Stored records:
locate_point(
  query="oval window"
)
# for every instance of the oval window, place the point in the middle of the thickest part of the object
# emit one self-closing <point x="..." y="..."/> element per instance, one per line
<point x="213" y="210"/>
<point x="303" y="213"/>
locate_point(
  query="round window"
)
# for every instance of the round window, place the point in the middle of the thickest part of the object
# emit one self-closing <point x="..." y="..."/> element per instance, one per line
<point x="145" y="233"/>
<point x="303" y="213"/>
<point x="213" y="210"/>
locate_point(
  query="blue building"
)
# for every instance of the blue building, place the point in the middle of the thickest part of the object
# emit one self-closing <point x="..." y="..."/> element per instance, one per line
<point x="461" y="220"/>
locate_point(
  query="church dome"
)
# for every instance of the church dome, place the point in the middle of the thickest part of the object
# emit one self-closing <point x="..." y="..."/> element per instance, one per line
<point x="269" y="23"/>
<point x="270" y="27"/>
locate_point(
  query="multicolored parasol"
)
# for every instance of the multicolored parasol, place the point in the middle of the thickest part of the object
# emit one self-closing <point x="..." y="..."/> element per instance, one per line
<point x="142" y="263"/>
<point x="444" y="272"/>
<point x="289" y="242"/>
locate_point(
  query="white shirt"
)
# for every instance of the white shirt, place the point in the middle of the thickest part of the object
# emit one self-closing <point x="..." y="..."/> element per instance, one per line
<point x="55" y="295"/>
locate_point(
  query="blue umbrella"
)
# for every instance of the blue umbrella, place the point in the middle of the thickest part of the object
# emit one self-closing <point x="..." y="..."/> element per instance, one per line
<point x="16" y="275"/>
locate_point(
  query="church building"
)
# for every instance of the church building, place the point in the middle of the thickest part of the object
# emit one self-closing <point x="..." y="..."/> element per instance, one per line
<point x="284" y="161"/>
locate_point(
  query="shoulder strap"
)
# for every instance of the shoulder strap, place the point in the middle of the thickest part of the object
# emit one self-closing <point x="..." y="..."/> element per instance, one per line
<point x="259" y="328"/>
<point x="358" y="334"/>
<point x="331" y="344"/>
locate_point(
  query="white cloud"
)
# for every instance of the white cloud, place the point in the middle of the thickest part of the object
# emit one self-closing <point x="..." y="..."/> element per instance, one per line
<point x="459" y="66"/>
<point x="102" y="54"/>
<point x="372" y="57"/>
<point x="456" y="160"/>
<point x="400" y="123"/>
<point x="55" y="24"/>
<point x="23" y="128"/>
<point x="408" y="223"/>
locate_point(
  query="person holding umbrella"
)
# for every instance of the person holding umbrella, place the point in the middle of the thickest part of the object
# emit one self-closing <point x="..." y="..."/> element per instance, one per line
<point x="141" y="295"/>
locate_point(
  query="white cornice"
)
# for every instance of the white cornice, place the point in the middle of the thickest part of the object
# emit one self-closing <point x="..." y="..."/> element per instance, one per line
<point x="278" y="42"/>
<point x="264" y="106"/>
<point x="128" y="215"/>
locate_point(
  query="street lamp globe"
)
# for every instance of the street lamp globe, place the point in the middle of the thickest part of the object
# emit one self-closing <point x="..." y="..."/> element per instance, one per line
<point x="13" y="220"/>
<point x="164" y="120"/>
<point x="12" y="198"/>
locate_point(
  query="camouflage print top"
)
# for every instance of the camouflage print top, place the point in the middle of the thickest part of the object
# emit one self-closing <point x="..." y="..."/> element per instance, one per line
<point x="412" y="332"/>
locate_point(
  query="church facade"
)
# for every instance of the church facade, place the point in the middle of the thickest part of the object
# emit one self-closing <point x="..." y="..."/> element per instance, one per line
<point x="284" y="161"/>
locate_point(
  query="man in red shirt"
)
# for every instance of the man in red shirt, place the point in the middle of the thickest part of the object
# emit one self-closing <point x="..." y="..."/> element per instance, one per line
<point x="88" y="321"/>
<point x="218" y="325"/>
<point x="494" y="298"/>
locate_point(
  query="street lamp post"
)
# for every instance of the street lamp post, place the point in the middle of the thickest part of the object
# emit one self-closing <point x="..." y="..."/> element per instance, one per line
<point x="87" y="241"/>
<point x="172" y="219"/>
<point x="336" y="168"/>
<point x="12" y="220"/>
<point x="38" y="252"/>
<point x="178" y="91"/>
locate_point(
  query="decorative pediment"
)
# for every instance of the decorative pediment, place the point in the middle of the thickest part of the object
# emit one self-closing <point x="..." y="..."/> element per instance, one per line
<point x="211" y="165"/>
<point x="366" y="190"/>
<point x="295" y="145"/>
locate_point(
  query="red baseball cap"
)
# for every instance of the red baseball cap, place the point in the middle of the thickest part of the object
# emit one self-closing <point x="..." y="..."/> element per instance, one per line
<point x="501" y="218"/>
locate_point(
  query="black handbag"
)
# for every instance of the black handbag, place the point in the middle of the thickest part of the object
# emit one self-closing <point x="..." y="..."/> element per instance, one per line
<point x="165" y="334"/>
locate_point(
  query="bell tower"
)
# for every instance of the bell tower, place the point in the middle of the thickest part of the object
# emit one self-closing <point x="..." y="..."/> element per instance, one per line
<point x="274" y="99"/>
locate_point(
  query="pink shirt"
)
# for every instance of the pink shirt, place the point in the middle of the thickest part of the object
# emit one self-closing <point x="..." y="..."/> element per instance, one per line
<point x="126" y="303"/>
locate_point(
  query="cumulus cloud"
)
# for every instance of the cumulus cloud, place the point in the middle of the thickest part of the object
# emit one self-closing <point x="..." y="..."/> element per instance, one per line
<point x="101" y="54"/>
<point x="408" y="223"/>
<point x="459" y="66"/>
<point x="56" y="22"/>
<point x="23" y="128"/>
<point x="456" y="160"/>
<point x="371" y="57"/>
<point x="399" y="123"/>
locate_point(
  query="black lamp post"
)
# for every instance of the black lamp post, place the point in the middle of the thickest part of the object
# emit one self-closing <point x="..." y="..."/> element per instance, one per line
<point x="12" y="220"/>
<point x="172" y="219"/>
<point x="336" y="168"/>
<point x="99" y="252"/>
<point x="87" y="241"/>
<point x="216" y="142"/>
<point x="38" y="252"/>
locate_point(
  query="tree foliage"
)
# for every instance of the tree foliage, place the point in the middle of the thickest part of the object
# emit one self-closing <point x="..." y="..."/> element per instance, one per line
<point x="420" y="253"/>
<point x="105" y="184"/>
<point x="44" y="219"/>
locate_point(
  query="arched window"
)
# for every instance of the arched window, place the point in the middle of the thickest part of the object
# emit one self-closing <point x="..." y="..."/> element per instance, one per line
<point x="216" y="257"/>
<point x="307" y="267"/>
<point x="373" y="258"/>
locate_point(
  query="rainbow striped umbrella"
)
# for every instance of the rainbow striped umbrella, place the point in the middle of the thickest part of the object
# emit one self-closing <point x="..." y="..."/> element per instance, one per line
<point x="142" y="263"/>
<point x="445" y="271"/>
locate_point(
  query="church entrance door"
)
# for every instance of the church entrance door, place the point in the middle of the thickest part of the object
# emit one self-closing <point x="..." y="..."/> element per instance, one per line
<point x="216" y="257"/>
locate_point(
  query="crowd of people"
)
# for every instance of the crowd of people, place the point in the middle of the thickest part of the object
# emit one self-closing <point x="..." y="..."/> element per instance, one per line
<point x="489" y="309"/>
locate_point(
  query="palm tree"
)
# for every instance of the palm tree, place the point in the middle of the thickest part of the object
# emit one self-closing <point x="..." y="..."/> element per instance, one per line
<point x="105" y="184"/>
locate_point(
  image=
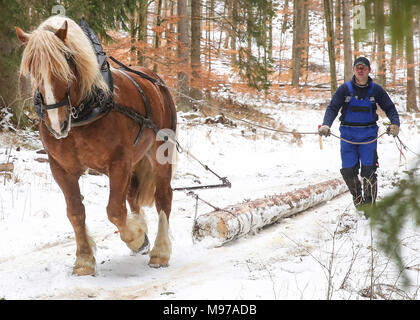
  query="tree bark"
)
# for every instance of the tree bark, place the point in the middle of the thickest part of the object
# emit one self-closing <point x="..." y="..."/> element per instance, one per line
<point x="409" y="50"/>
<point x="142" y="29"/>
<point x="298" y="40"/>
<point x="195" y="48"/>
<point x="348" y="57"/>
<point x="182" y="53"/>
<point x="158" y="32"/>
<point x="330" y="40"/>
<point x="381" y="57"/>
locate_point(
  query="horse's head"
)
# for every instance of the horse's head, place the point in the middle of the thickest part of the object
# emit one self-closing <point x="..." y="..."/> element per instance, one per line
<point x="49" y="62"/>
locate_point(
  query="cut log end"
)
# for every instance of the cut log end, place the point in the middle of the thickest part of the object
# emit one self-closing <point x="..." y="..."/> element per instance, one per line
<point x="241" y="219"/>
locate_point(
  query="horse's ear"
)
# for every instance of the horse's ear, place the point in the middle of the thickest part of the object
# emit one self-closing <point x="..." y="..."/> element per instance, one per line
<point x="22" y="35"/>
<point x="62" y="32"/>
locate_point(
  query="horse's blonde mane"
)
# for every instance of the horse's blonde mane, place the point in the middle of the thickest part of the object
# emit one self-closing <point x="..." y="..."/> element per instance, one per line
<point x="45" y="54"/>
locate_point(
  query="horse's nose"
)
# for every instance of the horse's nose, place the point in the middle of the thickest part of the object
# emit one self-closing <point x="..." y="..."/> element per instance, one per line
<point x="64" y="125"/>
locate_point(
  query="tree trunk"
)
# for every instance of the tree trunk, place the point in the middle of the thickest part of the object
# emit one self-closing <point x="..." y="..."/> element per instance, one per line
<point x="283" y="32"/>
<point x="348" y="57"/>
<point x="142" y="30"/>
<point x="158" y="31"/>
<point x="195" y="48"/>
<point x="330" y="39"/>
<point x="338" y="28"/>
<point x="298" y="40"/>
<point x="233" y="30"/>
<point x="409" y="49"/>
<point x="381" y="57"/>
<point x="182" y="51"/>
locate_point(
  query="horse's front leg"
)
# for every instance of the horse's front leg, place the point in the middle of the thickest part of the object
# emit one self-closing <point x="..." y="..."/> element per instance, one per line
<point x="69" y="184"/>
<point x="131" y="229"/>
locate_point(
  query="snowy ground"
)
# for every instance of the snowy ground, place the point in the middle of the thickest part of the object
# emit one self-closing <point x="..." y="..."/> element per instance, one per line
<point x="325" y="252"/>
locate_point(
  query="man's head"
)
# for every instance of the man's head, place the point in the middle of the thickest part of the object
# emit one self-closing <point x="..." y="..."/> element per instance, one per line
<point x="361" y="69"/>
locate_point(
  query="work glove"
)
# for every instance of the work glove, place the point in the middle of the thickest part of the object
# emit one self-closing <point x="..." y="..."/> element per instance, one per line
<point x="324" y="131"/>
<point x="393" y="130"/>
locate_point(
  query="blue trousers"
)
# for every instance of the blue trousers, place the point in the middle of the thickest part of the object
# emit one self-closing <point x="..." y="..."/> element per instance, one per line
<point x="354" y="154"/>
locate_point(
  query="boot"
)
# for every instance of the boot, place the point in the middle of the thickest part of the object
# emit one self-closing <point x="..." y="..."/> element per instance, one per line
<point x="370" y="184"/>
<point x="355" y="187"/>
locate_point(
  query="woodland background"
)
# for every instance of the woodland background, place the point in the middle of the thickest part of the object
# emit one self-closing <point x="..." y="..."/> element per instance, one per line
<point x="263" y="46"/>
<point x="210" y="50"/>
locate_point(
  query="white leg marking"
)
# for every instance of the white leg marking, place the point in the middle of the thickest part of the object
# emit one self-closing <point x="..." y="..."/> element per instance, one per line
<point x="163" y="246"/>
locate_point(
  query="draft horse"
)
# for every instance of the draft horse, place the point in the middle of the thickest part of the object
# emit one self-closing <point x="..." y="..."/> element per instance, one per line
<point x="63" y="67"/>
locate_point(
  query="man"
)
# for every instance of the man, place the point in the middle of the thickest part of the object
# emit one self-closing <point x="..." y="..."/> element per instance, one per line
<point x="358" y="101"/>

• Requirement
Count how many lines of the listing above contain the string "foliage", and reply with the number alone.

• Answer to this problem
2